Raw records
▽
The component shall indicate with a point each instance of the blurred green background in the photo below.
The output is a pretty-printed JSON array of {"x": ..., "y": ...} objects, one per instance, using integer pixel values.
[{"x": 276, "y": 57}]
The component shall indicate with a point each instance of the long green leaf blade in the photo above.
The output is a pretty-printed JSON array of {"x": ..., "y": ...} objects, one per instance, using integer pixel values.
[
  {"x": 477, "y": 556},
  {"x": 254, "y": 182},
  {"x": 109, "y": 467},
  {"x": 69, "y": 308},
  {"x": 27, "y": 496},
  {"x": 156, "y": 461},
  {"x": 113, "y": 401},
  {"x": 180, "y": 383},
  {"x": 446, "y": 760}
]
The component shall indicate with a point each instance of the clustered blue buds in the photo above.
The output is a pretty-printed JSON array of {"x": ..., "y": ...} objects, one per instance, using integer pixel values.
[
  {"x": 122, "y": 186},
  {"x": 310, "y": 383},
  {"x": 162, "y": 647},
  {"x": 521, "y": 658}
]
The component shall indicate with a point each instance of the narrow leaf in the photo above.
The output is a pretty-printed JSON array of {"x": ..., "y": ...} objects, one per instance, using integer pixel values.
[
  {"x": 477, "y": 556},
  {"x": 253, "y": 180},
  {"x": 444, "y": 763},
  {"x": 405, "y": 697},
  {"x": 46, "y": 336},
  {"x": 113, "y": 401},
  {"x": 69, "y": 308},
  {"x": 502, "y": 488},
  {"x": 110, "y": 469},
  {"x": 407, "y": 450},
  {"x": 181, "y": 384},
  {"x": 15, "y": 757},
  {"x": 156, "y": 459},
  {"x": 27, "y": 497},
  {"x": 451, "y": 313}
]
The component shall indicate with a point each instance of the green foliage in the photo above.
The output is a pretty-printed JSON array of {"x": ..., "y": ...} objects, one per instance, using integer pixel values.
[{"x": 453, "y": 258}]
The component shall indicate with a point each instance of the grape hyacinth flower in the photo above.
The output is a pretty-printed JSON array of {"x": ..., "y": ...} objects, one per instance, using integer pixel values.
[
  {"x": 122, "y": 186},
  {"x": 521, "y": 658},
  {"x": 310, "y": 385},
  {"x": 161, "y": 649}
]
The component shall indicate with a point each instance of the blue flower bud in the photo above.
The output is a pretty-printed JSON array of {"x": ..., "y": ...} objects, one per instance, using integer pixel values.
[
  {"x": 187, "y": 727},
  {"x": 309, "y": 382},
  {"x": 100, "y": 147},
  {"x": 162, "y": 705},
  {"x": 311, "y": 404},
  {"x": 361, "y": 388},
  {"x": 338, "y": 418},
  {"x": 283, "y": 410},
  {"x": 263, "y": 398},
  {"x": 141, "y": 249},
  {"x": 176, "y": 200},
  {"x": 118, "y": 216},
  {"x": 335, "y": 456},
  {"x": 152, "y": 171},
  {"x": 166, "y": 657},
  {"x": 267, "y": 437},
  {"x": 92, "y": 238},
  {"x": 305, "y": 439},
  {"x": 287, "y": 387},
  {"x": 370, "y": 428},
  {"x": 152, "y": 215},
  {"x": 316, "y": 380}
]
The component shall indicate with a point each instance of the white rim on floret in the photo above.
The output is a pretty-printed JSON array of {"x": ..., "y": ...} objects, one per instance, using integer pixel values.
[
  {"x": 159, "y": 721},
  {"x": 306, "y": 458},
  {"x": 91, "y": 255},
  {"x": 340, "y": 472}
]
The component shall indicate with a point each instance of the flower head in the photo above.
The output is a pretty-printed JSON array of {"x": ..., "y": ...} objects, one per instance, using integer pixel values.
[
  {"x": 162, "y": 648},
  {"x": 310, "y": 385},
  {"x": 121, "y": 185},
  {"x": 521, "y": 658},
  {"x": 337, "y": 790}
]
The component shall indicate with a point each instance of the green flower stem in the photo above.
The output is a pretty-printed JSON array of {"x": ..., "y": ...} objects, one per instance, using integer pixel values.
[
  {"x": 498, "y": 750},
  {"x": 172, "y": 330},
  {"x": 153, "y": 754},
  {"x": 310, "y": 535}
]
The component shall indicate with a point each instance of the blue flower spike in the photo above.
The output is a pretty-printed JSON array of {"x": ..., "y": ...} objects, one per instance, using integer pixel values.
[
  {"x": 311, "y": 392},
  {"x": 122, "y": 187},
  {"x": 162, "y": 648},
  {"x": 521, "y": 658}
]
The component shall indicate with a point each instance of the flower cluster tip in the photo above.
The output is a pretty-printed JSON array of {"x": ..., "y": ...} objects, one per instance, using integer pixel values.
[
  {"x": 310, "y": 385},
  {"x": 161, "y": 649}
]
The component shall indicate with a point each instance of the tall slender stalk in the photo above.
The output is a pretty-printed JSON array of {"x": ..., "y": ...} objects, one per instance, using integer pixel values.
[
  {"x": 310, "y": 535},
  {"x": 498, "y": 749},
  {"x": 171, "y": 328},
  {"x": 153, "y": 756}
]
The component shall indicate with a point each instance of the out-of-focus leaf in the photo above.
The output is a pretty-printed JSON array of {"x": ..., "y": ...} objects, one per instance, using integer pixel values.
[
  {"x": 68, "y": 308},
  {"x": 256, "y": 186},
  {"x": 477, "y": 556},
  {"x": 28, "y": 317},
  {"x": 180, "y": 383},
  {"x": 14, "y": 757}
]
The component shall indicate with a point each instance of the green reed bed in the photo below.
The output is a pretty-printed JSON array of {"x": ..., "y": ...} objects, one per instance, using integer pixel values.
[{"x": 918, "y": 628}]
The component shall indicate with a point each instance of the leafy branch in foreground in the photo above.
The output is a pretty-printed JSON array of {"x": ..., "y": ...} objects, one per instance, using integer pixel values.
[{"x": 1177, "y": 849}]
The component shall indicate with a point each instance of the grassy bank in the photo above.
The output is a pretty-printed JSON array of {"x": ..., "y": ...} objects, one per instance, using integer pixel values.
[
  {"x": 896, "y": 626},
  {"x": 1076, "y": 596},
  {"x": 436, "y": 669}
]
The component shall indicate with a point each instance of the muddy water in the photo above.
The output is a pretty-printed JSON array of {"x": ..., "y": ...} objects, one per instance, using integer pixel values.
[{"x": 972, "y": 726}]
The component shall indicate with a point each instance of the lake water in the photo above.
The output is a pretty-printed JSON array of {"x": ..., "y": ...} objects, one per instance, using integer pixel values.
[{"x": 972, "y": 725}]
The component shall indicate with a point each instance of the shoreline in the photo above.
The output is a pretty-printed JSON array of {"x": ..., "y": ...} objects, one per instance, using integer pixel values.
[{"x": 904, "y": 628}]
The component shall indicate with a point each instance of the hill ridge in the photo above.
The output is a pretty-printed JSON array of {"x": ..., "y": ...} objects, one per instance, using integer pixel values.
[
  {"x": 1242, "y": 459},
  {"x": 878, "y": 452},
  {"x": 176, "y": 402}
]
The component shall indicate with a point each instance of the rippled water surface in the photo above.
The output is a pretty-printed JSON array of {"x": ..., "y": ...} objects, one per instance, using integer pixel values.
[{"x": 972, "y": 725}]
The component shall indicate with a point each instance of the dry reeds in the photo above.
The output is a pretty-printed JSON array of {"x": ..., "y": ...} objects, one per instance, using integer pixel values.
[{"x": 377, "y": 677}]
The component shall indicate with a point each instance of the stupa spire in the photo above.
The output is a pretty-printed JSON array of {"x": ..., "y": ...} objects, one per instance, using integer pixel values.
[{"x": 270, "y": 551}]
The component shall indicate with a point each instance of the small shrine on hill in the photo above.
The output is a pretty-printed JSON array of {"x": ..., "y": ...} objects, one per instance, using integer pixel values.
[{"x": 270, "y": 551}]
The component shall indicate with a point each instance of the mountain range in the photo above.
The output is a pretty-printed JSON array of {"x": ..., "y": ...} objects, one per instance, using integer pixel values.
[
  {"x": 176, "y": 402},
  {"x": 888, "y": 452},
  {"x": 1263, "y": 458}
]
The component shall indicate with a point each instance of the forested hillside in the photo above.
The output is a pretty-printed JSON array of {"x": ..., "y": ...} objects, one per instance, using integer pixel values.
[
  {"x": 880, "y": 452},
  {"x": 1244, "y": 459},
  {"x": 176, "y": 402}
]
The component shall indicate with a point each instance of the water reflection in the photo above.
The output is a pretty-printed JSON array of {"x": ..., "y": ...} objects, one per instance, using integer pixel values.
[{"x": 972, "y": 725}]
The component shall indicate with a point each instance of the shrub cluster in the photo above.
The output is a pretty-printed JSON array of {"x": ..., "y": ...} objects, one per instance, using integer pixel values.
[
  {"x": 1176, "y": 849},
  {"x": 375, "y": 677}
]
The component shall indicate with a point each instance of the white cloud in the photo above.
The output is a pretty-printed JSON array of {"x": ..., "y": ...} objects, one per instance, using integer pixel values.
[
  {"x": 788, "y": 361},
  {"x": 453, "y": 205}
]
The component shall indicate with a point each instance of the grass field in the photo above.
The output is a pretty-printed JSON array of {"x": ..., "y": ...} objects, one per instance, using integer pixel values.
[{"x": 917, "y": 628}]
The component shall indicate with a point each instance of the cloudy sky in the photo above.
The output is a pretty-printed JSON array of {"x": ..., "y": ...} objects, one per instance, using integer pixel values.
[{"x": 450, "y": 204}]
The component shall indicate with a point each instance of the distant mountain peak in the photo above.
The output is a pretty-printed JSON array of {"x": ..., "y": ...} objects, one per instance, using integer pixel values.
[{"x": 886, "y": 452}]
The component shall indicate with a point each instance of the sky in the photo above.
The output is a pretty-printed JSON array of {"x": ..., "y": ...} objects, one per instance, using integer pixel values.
△
■ **JOB**
Repeat, without changes, every line from the one that contains "cloud in the photo above." through the final line of the data.

■ **FINAL ANSWER**
The component shall indicate with a point each instance of the white cloud in the photo above.
The output is a pretty-printed JSON array of {"x": ..., "y": ...} objects, one per instance, using integer pixel values.
[
  {"x": 788, "y": 361},
  {"x": 453, "y": 205}
]
The component shall indicate with a point each instance of the grass field in the photo above.
The output is a pretty-printed JSON array of {"x": ..., "y": ...} objects, one per instance, using integer pixel values.
[{"x": 917, "y": 628}]
The component shall indicate with a point each instance of the cloudy sky in the photo above.
The output is a pretty-printed JSON array of {"x": ..., "y": ...} objects, one per instance, using integer pixel values.
[{"x": 450, "y": 204}]
The component shall indicate with a point each instance of the distant mountain peak in the photo above.
The output is a pretty-printed JSON array of {"x": ..., "y": ...} objects, one per instance, using integer pixel values.
[{"x": 886, "y": 452}]
The component shall indicate with a point each instance of the sky in the photo above.
The output is a pretty-printed JSON array of {"x": ..., "y": ...} objects, one per instance, using integer pixel values.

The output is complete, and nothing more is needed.